__PAGE TEXT__.
===============

Re: Upgrading from 2.15 to 2.19 makes compilation fail on trigger

2020-05-05 Thread Kyle Weaver
> Maybe we should add a statement like "did you mean to wrap it in
Repeatedly.forever?" to the error message

+1. IMO the less indirection between the user and the fix, the better.

On Tue, May 5, 2020 at 12:08 PM Luke Cwik  wrote:

> Pointing users to the website with additional details in the error
> messages would likely help as well.
>
> On Tue, May 5, 2020 at 8:45 AM Brian Hulette  wrote:
>
>> In both SDKs this is an unsafe trigger because it will only fire once for
>> the first window (per key), and any subsequent data on the same key will be
>> dropped. In 2.18, we closed BEAM-3288 with PR
>> https://github.com/apache/beam/pull/9960, which detects these cases and
>> fails early. Probably the fix is to add Repeatedly.forever around your
>> AfterWatermark trigger.
>>
>> This is noted if you read through
>> https://s.apache.org/finishing-triggers-drop-data but it's not super
>> clear from a user perspective. Maybe we should add a statement like "did
>> you mean to wrap it in Repeatedly.forever?" to the error message, and/or
>> update https://s.apache.org/finishing-triggers-drop-data with clear
>> directions for users. +Kenneth Knowles 
>>
>> On Tue, May 5, 2020 at 5:18 AM Eddy G  wrote:
>>
>>> Hey all!
>>>
>>> Recently been updating Beam pipelines up to 2.19, and the following
>>> trigger which previously worked with 2.15 flawlessly has stopped doing so
>>> and the project doesn't even compile now.
>>>
>>> .apply("15min Window",
>>> Window.into(FixedWindows.of(Duration.standardMinutes(15)))
>>> .triggering(AfterWatermark
>>> .pastEndOfWindow())
>>> .withAllowedLateness(Duration.standardMinutes(60))
>>> .discardingFiredPanes()
>>> )
>>>
>>> And will complain with the following error.
>>>
>>> Exception in thread "main" java.lang.IllegalArgumentException: Unsafe
>>> trigger may lose data, see
>>> https://s.apache.org/finishing-triggers-drop-data:
>>> AfterWatermark.pastEndOfWindow()
>>>
>>> Reviewing the changelog I don't see any changes regarding
>>> AfterWatermark. Am I missing something?
>>>
>>


Re: Upgrading from 2.15 to 2.19 makes compilation fail on trigger

2020-05-05 Thread Luke Cwik
Pointing users to the website with additional details in the error messages
would likely help as well.

On Tue, May 5, 2020 at 8:45 AM Brian Hulette  wrote:

> In both SDKs this is an unsafe trigger because it will only fire once for
> the first window (per key), and any subsequent data on the same key will be
> dropped. In 2.18, we closed BEAM-3288 with PR
> https://github.com/apache/beam/pull/9960, which detects these cases and
> fails early. Probably the fix is to add Repeatedly.forever around your
> AfterWatermark trigger.

===============

__STORED DATA__.
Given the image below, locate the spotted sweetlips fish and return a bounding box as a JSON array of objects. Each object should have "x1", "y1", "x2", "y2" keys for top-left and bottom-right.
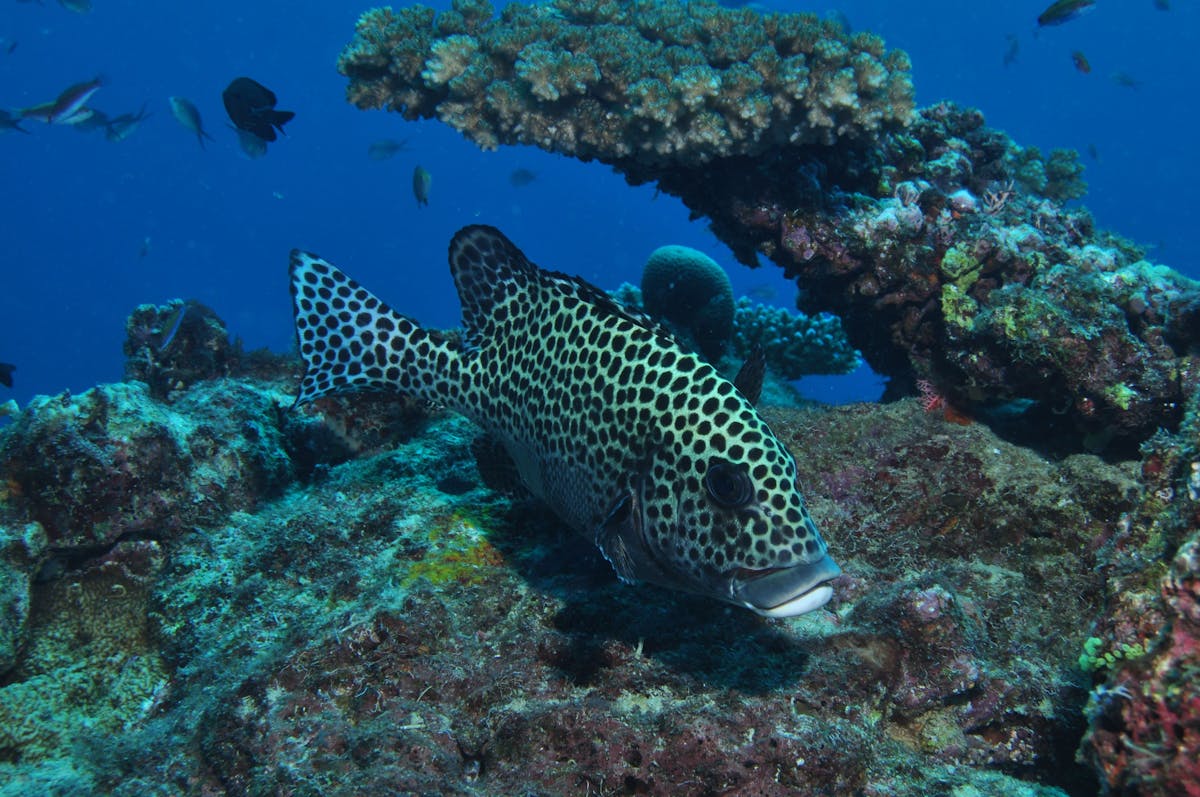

===============

__REQUIREMENT__.
Rewrite the thread text starting with "2020-05-05 Thread Kyle" and going on through "messages would likely help as well.", substituting "documentation page" for each occurrence of "website".

__PROBLEM SOLUTION__.
2020-05-05 Thread Kyle Weaver
> Maybe we should add a statement like "did you mean to wrap it in
Repeatedly.forever?" to the error message

+1. IMO the less indirection between the user and the fix, the better.

On Tue, May 5, 2020 at 12:08 PM Luke Cwik  wrote:

> Pointing users to the documentation page with additional details in the error
> messages would likely help as well.